=== Records ===

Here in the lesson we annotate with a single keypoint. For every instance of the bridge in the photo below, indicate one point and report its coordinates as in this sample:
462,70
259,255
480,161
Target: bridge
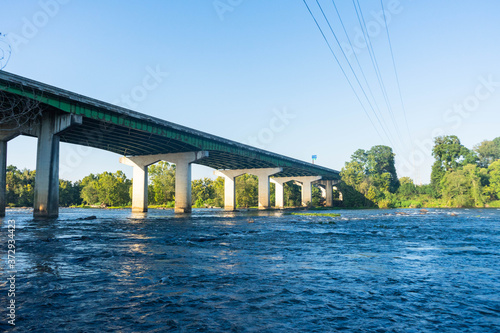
54,115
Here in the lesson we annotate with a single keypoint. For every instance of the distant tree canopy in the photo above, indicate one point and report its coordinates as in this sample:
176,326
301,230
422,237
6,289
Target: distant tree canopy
20,187
372,174
460,178
106,189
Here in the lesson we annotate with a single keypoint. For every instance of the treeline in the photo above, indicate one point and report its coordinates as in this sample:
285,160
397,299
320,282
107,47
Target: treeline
115,190
460,177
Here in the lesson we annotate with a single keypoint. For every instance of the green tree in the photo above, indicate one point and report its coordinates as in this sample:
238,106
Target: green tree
90,190
202,192
493,188
488,152
382,168
462,188
108,189
407,190
292,195
20,187
69,193
450,155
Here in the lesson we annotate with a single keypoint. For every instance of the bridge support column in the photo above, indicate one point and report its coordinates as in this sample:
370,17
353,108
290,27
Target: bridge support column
3,177
140,180
46,203
229,188
182,163
279,196
263,175
329,193
307,188
305,182
5,136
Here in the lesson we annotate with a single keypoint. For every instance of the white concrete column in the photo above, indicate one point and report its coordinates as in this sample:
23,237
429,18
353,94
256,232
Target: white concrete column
5,135
279,195
303,181
3,177
46,202
263,175
229,186
139,180
229,190
182,163
307,188
329,193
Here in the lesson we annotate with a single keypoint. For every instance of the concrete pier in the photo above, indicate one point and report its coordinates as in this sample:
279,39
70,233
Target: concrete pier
229,188
327,186
140,180
3,177
305,182
46,202
182,163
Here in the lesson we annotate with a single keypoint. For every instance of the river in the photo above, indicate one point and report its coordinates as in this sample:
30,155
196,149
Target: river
213,271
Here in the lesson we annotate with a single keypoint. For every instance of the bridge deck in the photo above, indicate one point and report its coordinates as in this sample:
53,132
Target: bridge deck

===

■ Exercise requirements: Reproduce all of the data above line for line, without changing any wording or numbers, and leave the picture out of your copy.

■ Response to this task:
Here in the lesson we annotate with a single keypoint. For every instance of the bridge in the photo below, indicate one point and report its coordinates as in this sample:
462,70
259,255
480,161
Target: bridge
54,115
Here in the lesson we annotate with a single keypoint. For every instance of the distant tree canopy in the photo above, indicate one point and report its coordinates as in this sample:
176,326
301,230
422,237
6,289
Target: distant tree canopy
20,187
372,174
460,178
106,189
Here in the lesson we annotate with a single keypoint. For every instance of the treeline in the photo above, indicate one point and report its coordinates as in this sample:
285,160
397,299
320,282
107,47
Target: treeline
115,190
460,177
Here in the lesson we annotate with a single keypoint. For every instance of the green tree in the photo above, indicate one point and report its coordinates as in this sample:
238,106
Target: green tree
90,190
202,192
493,188
488,152
382,168
462,188
108,189
407,190
292,195
20,187
69,193
450,155
Here in the lesson we annotate with a single keypoint. For every instance of the bridge support column in the photo above, indicate one point and report its coordinates as in this sample:
370,17
353,108
290,27
Target: bridge support column
3,177
140,180
46,203
229,188
182,163
279,196
263,175
329,193
307,188
305,182
5,136
Here in the lesson we annotate with a single keypoint. For every instance of the white concrete column in the photo above, indicate one point and report its coordinates as in this sample:
23,237
429,18
353,94
256,232
Target: white concrete column
5,135
279,195
303,181
3,177
46,202
263,175
229,186
139,180
229,190
182,163
307,188
329,193
Here in the lesson we annotate with a single keypoint. For every instance of the concrete pier in the photo above, indicate one point and report its coordinates as in this sample:
279,39
70,233
Target: concrete pier
229,188
327,186
140,180
3,177
305,182
46,202
182,163
Here in the lesson we annotate with a single keypoint. For every instance of the river in the photo above, indicate one point and report its coordinates as in this sample:
30,155
196,149
Target: river
213,271
Here in the lesson we annotate with a single keypoint. For every instance of the bridge deck in the photo above, indicate one point and report its coordinates as in this sample:
53,132
Target: bridge deck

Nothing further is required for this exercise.